### [Excerpted records]
----------

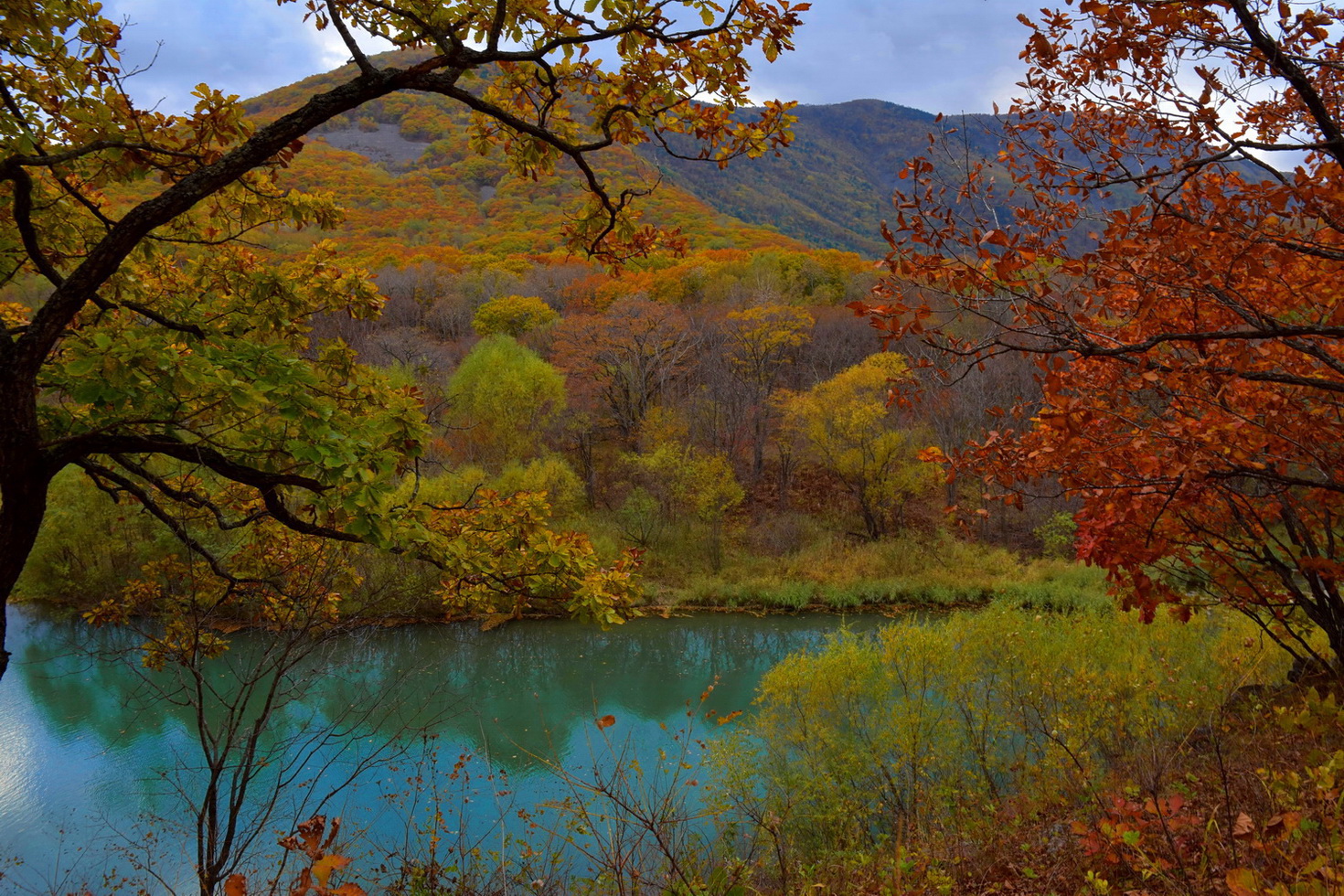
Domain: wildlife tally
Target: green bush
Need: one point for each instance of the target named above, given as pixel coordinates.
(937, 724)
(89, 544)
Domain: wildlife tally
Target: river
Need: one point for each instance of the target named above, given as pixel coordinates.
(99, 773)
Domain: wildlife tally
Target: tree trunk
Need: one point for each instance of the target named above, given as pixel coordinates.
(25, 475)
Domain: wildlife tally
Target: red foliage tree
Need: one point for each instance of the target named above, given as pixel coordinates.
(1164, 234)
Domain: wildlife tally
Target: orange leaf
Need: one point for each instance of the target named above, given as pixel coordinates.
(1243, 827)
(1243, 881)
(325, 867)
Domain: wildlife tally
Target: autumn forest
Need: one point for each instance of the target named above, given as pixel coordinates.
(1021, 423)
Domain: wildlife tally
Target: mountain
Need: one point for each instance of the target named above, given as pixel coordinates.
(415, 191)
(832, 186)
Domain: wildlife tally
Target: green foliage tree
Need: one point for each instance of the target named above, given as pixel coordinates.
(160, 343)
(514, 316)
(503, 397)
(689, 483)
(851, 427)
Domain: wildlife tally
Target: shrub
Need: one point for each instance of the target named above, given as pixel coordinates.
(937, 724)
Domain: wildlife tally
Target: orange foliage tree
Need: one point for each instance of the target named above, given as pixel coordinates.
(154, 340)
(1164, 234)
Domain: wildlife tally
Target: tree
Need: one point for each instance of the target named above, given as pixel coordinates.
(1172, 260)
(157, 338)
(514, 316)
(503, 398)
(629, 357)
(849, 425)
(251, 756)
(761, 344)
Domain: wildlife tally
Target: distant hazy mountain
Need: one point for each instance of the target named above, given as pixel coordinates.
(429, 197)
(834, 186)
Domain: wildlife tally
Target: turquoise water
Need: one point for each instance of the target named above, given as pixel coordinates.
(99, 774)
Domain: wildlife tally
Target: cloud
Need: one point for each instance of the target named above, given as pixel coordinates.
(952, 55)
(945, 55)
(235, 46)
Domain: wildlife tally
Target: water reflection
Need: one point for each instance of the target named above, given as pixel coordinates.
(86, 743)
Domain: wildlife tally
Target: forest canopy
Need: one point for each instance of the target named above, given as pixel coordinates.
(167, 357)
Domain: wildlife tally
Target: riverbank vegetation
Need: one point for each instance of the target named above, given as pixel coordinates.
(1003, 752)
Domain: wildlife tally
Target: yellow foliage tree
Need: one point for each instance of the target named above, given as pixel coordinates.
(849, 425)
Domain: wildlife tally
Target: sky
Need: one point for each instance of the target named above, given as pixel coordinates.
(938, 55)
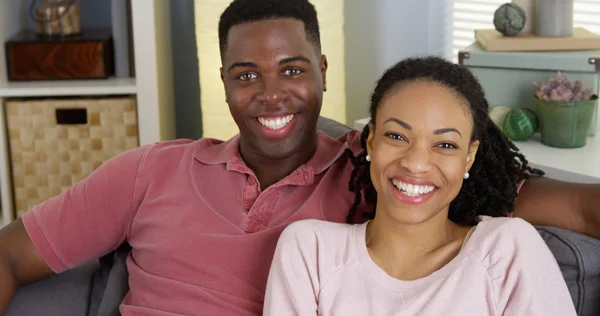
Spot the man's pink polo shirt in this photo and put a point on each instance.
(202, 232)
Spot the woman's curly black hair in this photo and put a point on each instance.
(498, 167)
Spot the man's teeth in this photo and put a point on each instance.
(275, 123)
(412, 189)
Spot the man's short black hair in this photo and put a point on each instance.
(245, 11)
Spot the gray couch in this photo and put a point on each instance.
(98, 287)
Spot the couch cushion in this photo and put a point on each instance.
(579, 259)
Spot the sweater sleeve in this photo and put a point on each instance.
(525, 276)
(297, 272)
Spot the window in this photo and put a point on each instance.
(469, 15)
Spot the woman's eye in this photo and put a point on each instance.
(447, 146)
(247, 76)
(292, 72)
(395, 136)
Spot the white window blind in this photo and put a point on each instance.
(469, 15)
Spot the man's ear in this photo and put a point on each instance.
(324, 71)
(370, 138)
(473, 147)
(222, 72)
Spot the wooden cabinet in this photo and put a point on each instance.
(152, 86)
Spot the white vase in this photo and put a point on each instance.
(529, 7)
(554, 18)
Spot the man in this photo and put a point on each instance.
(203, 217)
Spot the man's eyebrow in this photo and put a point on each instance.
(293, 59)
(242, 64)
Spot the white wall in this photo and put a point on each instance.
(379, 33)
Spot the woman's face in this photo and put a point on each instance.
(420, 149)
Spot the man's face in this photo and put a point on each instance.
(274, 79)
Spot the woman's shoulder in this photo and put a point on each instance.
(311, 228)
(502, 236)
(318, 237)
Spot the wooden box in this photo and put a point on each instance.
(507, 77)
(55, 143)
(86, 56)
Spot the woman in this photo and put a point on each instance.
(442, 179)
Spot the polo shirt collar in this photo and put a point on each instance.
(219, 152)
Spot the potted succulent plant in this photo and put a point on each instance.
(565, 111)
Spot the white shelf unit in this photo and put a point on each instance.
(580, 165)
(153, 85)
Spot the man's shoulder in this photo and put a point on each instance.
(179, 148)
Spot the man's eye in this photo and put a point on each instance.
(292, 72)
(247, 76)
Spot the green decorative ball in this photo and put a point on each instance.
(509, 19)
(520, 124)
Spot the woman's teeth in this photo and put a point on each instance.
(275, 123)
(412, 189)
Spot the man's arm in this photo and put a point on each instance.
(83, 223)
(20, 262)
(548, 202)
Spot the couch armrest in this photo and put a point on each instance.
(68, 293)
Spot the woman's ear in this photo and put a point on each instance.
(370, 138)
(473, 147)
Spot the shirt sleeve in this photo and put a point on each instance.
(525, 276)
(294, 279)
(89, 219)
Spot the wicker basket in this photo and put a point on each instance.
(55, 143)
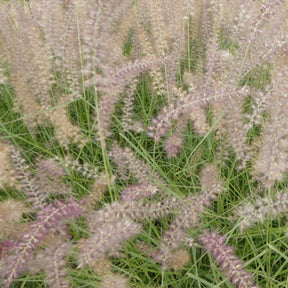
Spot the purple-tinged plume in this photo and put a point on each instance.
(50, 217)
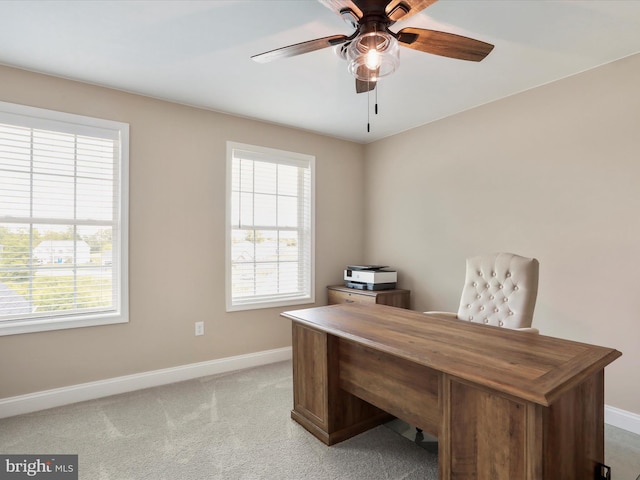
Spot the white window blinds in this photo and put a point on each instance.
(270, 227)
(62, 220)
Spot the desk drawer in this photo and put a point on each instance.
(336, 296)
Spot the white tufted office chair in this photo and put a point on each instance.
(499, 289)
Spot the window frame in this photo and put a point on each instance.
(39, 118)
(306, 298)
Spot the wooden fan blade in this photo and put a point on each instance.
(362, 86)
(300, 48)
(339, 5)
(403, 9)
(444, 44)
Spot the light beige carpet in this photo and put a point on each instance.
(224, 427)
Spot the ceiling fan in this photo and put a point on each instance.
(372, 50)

----------

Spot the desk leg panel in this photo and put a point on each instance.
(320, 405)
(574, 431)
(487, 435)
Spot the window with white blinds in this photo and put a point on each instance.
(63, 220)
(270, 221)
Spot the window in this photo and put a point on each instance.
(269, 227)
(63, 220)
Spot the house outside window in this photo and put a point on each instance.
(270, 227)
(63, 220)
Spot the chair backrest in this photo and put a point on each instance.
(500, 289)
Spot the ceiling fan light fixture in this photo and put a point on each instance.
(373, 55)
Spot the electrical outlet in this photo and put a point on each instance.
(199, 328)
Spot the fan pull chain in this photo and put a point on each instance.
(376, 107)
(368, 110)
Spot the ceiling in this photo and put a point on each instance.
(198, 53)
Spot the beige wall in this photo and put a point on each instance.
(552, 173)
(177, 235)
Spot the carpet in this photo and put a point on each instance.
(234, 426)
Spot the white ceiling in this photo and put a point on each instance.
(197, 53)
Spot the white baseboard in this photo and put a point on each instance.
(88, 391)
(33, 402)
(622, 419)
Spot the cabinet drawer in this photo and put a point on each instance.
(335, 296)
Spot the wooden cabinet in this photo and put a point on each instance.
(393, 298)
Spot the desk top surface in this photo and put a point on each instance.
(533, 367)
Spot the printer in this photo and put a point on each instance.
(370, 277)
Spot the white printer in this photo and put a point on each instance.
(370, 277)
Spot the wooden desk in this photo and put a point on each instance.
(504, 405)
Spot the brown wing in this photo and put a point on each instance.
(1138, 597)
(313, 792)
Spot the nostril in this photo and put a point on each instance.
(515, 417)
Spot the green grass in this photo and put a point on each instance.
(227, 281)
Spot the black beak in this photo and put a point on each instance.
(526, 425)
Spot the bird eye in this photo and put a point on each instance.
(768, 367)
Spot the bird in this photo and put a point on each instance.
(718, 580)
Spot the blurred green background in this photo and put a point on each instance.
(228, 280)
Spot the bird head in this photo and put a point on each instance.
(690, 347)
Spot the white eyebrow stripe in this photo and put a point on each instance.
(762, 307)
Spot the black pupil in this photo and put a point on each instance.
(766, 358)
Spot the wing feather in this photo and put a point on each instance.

----------

### [Written problem]
Find every line above that contains the word "chair" and copy each of those lines.

### [Full solution]
Spot the white tufted office chair in this photo and put a point on each instance.
Spot the chair backrest in this photo and put a point on each instance.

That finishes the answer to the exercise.